* _Region pointing data_:
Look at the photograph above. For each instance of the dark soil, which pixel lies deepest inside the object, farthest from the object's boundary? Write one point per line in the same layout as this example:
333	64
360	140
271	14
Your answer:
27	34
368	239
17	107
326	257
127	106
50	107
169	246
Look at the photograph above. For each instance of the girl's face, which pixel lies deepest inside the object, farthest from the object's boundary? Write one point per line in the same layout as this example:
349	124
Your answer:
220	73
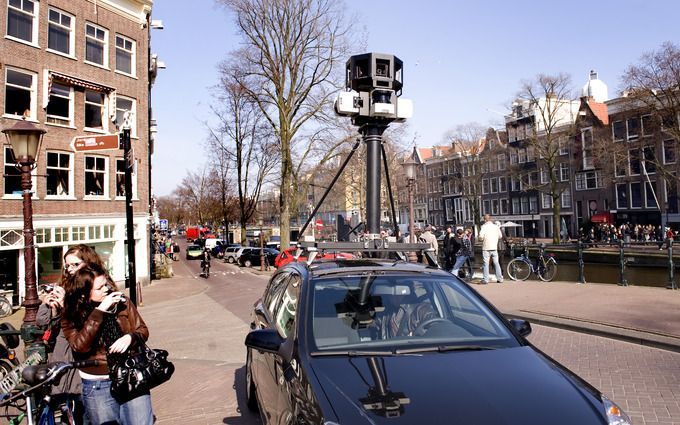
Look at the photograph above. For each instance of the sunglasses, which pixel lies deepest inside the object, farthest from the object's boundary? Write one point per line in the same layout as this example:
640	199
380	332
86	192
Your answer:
72	265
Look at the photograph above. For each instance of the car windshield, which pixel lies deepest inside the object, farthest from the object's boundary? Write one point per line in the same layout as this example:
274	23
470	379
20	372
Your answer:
401	312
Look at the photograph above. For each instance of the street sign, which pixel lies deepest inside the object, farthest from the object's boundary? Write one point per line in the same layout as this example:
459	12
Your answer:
95	143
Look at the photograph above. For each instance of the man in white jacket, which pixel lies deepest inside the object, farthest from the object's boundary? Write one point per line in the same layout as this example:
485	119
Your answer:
490	234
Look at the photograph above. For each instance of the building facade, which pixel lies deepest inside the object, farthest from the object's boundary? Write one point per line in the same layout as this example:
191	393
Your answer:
75	68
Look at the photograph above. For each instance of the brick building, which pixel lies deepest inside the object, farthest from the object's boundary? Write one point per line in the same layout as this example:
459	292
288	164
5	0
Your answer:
74	68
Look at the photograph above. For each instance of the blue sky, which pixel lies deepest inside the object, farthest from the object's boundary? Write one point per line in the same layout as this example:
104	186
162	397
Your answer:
464	61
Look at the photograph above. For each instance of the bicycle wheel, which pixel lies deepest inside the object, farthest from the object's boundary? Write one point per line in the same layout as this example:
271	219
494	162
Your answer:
547	273
5	307
518	269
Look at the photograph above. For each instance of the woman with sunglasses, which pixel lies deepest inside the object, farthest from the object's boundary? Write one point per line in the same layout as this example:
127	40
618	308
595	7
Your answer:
99	323
49	315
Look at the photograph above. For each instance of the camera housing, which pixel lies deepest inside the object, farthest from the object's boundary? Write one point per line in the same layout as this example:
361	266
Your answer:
373	82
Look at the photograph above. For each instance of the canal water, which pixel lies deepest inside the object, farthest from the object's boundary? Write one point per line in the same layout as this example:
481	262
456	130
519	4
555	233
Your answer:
602	273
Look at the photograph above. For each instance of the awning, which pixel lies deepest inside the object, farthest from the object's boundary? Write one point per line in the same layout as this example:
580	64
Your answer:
602	218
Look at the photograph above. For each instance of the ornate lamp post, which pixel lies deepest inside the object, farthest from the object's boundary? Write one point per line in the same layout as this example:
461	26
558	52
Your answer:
25	139
410	170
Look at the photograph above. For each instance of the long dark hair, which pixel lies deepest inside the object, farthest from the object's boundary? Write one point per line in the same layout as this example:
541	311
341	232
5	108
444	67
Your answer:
77	305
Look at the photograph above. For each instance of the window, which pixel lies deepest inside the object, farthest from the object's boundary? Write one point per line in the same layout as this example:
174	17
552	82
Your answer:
12	175
123	105
622	195
635	195
587	148
564	172
125	55
96	45
588	180
650	195
22	16
566	199
59	174
619	129
95	176
633	128
60	106
669	151
120	179
60	32
634	161
546	200
94	109
20	93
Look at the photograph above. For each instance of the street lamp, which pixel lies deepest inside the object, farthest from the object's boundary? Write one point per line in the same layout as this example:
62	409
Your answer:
25	139
410	170
261	246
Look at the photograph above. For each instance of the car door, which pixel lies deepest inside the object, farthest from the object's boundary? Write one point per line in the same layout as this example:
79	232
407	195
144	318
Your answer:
285	320
262	366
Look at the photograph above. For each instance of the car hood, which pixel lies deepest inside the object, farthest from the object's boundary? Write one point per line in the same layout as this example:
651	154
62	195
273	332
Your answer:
503	386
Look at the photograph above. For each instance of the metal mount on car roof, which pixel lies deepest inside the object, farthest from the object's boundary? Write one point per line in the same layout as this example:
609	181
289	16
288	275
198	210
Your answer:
369	247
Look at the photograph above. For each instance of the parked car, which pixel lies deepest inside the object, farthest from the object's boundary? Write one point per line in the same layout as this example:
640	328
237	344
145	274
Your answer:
194	252
230	253
330	346
288	255
252	257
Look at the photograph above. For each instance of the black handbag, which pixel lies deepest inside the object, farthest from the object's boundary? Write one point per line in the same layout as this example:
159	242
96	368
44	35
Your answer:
137	373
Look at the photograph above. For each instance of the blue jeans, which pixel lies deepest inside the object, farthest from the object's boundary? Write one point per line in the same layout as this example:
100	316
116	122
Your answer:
103	409
486	256
460	260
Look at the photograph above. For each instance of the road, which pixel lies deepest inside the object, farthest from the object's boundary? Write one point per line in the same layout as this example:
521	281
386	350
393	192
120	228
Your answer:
644	381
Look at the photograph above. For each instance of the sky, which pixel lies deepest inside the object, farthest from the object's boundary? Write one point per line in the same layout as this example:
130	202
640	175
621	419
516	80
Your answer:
464	61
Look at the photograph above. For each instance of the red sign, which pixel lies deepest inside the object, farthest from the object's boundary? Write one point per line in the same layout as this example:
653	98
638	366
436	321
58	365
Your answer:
95	143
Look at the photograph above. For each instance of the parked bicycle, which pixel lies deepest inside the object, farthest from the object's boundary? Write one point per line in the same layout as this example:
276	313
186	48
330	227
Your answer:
31	400
522	267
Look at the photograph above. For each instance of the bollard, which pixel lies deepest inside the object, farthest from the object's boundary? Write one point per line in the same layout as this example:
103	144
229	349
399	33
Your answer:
581	277
622	264
671	278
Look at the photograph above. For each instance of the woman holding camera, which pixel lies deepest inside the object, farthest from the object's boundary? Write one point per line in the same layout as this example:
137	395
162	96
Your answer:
49	315
99	323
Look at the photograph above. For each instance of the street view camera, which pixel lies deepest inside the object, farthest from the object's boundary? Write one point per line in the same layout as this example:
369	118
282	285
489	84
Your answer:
373	82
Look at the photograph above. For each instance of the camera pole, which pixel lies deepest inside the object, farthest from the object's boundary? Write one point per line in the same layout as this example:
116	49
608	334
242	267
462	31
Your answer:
372	136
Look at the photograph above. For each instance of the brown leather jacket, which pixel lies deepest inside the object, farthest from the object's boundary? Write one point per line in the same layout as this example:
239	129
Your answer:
82	340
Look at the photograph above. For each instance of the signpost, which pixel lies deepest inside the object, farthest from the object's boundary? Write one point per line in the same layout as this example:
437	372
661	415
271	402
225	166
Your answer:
95	143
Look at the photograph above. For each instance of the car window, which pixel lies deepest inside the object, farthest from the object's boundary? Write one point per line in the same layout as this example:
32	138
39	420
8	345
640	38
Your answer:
286	307
398	304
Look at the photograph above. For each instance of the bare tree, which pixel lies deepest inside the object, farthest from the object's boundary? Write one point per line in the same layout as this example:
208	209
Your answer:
242	142
654	84
292	49
549	101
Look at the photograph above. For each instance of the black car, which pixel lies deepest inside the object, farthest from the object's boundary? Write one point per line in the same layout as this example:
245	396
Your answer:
372	341
252	257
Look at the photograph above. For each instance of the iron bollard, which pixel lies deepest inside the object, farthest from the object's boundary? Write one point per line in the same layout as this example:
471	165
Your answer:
622	264
581	277
671	278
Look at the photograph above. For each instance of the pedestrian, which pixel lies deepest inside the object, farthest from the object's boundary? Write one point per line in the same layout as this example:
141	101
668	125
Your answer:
100	324
429	238
49	315
490	234
463	253
451	246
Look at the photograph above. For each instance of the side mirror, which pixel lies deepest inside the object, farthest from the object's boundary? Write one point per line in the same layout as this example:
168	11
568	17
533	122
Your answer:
267	340
521	326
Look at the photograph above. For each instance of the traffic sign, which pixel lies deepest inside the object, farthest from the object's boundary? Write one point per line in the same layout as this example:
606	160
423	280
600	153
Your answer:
95	143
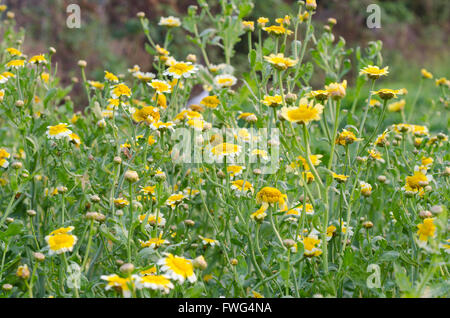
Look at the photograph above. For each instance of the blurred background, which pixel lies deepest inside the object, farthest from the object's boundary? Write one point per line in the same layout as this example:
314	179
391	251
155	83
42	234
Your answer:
414	32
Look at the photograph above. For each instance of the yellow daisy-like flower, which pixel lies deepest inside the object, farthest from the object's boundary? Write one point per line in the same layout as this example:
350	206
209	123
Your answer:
210	101
120	202
175	199
208	241
426	74
59	131
111	77
260	214
16	64
262	21
346	137
120	284
154	242
234	171
153	219
311	246
60	240
148	114
419	179
225	80
178	268
397	106
181	69
96	85
170	22
304	113
13	52
320	94
277	30
160	86
374	72
272	101
155	282
248	25
227	150
239	186
120	90
366	188
270	196
426	230
387	93
339	177
337	90
279	61
38	59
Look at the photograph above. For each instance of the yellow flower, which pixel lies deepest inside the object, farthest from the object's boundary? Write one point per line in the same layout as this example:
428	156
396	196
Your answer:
154	242
419	179
238	185
346	137
304	113
339	177
387	93
248	25
262	21
272	101
13	51
148	114
397	106
310	246
426	229
269	196
120	90
16	64
277	30
178	268
181	69
426	74
320	94
38	59
374	72
337	90
60	240
59	131
208	241
225	80
155	282
111	77
160	86
279	61
210	101
260	214
170	22
120	202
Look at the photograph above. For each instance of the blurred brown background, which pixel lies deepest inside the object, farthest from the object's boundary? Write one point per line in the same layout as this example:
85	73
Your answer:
414	32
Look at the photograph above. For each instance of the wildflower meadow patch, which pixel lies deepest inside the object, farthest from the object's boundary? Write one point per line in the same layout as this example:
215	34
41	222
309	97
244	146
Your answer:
265	186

* _TASK TO COMPLETE_: Using the records above, find and show each line with the string "brown".

* _RESULT OF THE TASK_:
Look at the photograph above. For each instance of the brown leather jacket, which pixel lies deepest inside the object, farthest from the object's boundary? Write one point per line in the same layout as this example:
Look at the photograph above. For each instance of the blurred brown background, which pixel lies deepest inside the object, farthest from the object's boundary? Write one point per line in the same layout as this example:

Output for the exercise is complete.